Reading text:

Expressions of surprise, affirmation and negation as well as discourse
particles are examples of interjections.  They are transcribed without
labels as most of them are listed in the Duden.

\begin{verbatim}
w001_ptd_001_AAA: oh , das pa"st mir gar nicht . mm .
\end{verbatim}
%
Note:\\
The negation {\bf m'm} is transcribed {\bf mm} to distinguish it from
the affirmation {\bf mhm}.


\subsubsection{Reduction}

**german**
\\[1.5ex]
\colorbox{lightgray}{Symbol} \texttt{'}
\\[1.5ex]
Reductions that can be found in the transcript are elisions,
assimilations and deletions. The apostrophe is put when the {\bf final
  e} of a word (e.g.\ in {\texttt hab'}, {\texttt wollt'}, {\texttt
  heut'}) isn't pronounced. The same thing goes for {\bf final t} if
it isn't pronounced in {\texttt is'}, {\texttt nich'} and {\texttt
  jetz'}.  The apostrophe also subtitutes {\bf initial ei} in the
German indefinite articles ein ({\texttt 'n}), eine ({\texttt 'ne}),
einem ({\texttt 'nem}), einer ({\texttt 'ner}) etc. and {\bf initial
  e} in the reduced pronoun es ({\texttt 's}).  The lexical units
mentioned above are always transcribed like this if reduced. If they
occur together, the two apostrophes may appear in a row.

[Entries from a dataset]

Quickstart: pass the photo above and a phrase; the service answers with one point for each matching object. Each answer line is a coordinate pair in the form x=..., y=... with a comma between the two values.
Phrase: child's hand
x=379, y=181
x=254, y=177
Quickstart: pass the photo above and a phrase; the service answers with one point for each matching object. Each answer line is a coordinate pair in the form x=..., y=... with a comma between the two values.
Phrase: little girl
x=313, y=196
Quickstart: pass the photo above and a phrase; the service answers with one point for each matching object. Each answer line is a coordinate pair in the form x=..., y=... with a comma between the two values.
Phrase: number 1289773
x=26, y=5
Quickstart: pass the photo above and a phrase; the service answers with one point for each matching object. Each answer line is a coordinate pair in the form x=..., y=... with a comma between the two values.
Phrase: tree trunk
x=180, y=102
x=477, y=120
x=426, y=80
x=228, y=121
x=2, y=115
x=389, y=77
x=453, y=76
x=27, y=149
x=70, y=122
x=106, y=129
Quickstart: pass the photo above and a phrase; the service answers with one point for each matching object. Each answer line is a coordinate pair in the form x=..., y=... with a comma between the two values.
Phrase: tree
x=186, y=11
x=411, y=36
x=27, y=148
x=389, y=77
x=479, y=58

Task: Please translate this sentence from the transcription guide into Spanish: "Reductions that can be found in the transcript are elisions, assimilations and deletions."

Full response: Las reducciones que se pueden encontrar en la transcripción son elisiones, asimilaciones y supresiones.